Textabschnitt
━━━━━━━━━━━━━━━━

Selbstdisziplin, Erfolgszwang und Hörigkeiten haben ein geradezu pathologisches Ausmaß erreicht. Die scheinbaren neuen Freiheiten erweisen sich bei genauerem Hinsehen als ungeheure Über-Anpassungen. Die weitgehende Gleichförmigkeit der individualisierten Individuen ist offensichtlich. Elektronische Signale, chemische Tabletten, Alkohol, vorstrukturierte Events und organisierte Freizeitabläufe füllen das klaffende Loch der großen Fragen und lassen keinen Platz mehr für Besinnung.
Donald W. Winnicott hat den tiefgründigen Satz gesagt: »Die Alternative zum Sein ist Reagieren.«6 Demonstriert hat er das an kleinen Kindern, denen das Grundvertrauen fehlt. Solche Kinder müssen sich permanent vor möglichen Gefahren absichern, und darum ist ihr Blick unruhig, ihr Wesen unkonzentriert. Von jedem kleinsten äußeren Impuls werden sie abgelenkt. Der Satz von Winnicott lässt sich auf unsere ganze Gegenwartskultur beziehen: Unser Leben ist durch die ständigen, konzentrierten Reaktionen auf technische Signale geprägt, während spontane Äußerungen der Lebensfreude und kreative Impulse kaum noch zugelassen werden.

━━━━━━━━━━━━━━━━

Angezeigte Informationen
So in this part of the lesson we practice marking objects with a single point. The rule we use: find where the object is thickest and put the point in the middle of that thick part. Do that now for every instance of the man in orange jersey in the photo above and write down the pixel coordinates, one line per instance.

━━━━━━━━━━━━━━━━

Zu erledigende Aufgaben
(A) Schreibe aus dem Textabschnitt den Teil, der mit den Worten „Selbstdisziplin, Erfolgszwang und“ beginnt und mit „mehr für Besinnung.“ endet, wortgetreu ab.
(B) Erkläre in ein bis drei Sätzen, warum laut dem Textabschnitt der Blick von Kindern ohne Grundvertrauen unruhig ist.

Lösungen
(A)
Selbstdisziplin, Erfolgszwang und Hörigkeiten haben ein geradezu pathologisches Ausmaß erreicht. Die scheinbaren neuen Freiheiten erweisen sich bei genauerem Hinsehen als ungeheure Über-Anpassungen. Die weitgehende Gleichförmigkeit der individualisierten Individuen ist offensichtlich. Elektronische Signale, chemische Tabletten, Alkohol, vorstrukturierte Events und organisierte Freizeitabläufe füllen das klaffende Loch der großen Fragen und lassen keinen Platz mehr für Besinnung.

(B) Diese Kinder müssen sich ständig vor möglichen Gefahren absichern. Darum ist ihr Blick unruhig und ihr Wesen unkonzentriert.